## About this exercise
In the material below, the lines containing the word "appear" are required; copy each of them.

## Records for the task
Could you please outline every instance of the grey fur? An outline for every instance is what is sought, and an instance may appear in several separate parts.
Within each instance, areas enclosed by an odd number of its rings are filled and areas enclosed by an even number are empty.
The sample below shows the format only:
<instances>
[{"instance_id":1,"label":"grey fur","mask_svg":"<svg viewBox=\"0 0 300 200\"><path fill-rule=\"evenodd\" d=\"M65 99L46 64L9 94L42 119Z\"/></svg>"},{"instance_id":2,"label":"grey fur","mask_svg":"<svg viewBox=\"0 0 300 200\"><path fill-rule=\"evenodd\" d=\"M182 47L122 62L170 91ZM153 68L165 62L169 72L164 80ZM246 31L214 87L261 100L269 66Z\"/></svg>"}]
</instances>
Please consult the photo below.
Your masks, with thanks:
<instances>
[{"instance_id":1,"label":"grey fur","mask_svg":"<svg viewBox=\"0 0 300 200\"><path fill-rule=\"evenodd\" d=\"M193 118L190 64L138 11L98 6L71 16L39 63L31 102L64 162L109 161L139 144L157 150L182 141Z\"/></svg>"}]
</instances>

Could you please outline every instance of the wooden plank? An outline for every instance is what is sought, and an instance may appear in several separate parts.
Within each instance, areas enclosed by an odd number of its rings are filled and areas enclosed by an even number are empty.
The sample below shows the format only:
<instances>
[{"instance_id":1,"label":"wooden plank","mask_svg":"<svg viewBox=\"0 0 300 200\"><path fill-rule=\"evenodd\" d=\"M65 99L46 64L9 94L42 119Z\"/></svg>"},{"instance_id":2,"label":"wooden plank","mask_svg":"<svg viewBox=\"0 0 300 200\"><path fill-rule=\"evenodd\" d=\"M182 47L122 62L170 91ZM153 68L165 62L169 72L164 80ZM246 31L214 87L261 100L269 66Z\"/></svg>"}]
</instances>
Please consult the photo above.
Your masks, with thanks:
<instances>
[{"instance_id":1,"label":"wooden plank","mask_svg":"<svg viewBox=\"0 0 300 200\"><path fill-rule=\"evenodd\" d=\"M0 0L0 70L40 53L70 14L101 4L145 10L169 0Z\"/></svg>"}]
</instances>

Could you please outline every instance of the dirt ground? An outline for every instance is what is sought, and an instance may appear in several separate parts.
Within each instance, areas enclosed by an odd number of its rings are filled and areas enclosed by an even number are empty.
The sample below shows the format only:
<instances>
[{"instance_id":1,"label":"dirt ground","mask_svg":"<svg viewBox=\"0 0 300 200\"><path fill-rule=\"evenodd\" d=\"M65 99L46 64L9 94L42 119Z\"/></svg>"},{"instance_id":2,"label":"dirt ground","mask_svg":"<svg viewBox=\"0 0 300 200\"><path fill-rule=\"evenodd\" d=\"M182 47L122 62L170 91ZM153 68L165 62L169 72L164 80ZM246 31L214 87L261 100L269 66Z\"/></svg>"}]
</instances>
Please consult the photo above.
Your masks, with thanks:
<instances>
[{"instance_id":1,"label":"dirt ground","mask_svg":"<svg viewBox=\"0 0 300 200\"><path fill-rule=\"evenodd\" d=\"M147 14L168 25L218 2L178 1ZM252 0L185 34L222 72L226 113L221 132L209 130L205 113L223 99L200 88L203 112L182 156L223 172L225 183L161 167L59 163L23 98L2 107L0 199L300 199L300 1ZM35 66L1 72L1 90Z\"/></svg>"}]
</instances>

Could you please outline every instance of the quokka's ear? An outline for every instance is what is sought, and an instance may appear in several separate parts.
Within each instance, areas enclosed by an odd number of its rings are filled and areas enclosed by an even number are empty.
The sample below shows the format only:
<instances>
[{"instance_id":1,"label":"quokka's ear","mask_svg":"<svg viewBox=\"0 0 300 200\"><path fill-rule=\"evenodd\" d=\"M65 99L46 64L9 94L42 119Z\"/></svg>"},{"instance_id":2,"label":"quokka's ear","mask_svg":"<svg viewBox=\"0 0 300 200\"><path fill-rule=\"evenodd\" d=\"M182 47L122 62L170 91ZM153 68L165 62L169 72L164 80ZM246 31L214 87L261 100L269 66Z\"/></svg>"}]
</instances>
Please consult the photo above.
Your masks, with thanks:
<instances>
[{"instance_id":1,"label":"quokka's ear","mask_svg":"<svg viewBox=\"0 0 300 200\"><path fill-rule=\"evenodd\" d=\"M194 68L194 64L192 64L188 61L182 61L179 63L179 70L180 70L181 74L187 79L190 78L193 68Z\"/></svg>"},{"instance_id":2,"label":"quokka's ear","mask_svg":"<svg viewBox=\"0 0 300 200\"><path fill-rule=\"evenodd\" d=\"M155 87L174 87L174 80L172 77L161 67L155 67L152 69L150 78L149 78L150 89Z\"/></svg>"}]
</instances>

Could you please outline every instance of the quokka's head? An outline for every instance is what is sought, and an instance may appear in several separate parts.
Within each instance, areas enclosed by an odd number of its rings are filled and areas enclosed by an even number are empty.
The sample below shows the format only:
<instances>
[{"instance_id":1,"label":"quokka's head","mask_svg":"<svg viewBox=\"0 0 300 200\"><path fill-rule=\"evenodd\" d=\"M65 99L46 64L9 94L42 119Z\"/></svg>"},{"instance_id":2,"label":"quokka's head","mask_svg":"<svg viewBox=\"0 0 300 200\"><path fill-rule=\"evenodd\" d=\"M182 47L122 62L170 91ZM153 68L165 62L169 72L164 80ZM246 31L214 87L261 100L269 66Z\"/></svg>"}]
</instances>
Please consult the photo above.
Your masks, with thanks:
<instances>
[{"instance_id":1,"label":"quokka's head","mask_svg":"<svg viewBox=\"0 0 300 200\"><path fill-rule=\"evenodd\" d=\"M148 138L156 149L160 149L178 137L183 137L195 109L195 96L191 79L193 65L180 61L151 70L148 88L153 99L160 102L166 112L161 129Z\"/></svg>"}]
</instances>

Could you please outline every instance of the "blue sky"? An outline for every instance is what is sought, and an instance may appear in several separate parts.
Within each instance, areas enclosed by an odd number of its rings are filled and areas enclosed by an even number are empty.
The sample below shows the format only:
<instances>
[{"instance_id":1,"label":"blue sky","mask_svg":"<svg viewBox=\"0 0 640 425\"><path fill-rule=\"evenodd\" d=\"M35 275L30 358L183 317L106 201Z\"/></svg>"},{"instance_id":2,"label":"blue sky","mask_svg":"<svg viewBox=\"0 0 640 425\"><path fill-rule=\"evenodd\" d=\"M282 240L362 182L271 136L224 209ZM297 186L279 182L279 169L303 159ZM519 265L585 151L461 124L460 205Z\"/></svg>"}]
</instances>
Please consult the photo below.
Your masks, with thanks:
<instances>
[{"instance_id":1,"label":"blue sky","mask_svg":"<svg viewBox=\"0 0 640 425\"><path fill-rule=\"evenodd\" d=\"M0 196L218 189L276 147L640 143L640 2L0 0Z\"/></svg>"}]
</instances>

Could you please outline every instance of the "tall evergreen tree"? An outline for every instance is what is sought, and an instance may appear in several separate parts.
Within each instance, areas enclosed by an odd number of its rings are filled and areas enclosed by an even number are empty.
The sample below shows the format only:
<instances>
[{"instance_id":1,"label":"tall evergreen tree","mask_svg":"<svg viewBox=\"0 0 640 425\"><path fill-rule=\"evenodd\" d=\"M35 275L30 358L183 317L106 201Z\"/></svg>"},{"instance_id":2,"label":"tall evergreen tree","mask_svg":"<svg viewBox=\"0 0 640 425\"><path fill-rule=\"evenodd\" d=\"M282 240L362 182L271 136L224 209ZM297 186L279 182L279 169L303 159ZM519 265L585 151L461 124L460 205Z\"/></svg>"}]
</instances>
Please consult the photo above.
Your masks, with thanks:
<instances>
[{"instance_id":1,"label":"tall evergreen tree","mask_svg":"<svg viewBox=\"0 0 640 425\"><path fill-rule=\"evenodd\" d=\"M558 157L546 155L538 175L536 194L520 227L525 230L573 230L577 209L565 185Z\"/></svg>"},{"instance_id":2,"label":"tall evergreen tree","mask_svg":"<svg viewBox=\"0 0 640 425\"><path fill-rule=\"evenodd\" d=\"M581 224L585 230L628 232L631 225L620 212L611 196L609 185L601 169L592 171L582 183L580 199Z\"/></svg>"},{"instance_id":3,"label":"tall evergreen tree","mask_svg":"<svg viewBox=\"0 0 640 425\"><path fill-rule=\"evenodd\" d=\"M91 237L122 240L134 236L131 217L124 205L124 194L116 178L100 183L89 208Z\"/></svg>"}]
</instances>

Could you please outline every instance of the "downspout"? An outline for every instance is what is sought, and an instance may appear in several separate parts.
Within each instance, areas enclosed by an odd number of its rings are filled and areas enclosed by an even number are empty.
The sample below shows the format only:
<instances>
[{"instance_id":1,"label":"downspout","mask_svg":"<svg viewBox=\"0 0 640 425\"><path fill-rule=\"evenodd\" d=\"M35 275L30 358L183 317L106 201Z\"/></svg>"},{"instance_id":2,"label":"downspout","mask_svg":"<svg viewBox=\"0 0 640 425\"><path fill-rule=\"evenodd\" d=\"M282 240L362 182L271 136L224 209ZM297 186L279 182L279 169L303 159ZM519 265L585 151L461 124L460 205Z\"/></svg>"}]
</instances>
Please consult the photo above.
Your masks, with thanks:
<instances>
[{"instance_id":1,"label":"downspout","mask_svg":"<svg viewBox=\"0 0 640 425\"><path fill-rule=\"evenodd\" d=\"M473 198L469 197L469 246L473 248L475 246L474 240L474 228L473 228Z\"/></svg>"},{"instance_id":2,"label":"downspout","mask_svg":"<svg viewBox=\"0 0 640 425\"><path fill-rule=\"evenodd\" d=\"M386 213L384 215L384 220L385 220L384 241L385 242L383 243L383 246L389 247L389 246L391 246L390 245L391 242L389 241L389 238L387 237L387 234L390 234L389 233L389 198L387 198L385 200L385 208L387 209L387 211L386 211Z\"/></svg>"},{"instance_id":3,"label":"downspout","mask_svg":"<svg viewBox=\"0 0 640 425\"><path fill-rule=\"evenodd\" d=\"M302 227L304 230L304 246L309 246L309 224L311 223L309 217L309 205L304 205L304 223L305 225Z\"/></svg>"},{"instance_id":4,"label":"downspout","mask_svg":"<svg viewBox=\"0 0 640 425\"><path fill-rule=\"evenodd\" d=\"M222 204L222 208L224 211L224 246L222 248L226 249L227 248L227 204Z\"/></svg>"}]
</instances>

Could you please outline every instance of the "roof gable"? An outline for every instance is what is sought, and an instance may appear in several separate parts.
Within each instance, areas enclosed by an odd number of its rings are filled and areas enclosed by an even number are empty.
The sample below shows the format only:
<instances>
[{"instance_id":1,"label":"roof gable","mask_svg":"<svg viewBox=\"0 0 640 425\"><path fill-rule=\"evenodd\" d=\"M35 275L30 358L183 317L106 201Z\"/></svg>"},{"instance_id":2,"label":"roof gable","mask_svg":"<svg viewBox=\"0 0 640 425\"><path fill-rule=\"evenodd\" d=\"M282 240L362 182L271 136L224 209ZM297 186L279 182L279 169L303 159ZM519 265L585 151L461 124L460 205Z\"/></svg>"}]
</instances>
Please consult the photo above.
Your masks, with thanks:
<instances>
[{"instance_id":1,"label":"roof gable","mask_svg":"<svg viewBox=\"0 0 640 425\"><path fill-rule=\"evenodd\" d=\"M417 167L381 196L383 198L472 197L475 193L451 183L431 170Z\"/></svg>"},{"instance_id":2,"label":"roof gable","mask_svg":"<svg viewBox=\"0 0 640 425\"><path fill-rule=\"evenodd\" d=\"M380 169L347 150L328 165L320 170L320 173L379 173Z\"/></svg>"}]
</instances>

## Reply to the exercise
Could you please outline every instance of the grey fur? An outline for every instance is what is sought, and an instance may appear in several separate parts.
Could you please outline every instance of the wooden plank? An outline for every instance is what is sought, and an instance may appear in several separate parts.
Could you please outline every instance of the dirt ground? An outline for every instance is what is sought, and an instance may appear in several separate parts.
Could you please outline every instance of the quokka's ear? An outline for every instance is what is sought, and an instance may appear in several separate parts.
Could you please outline every instance of the quokka's head? An outline for every instance is what is sought, and an instance may appear in several separate parts.
Could you please outline every instance of the "blue sky"? An outline for every instance is what is sought, and an instance may appear in several separate parts.
Could you please outline every instance of the "tall evergreen tree"? An outline for every instance is what is sought, and an instance may appear in several separate parts.
Could you please outline every instance of the "downspout"? An outline for every instance is what is sought, and an instance may appear in several separate parts.
Could you please outline every instance of the "roof gable"? An outline for every instance is what is sought, and an instance may appear in several separate parts.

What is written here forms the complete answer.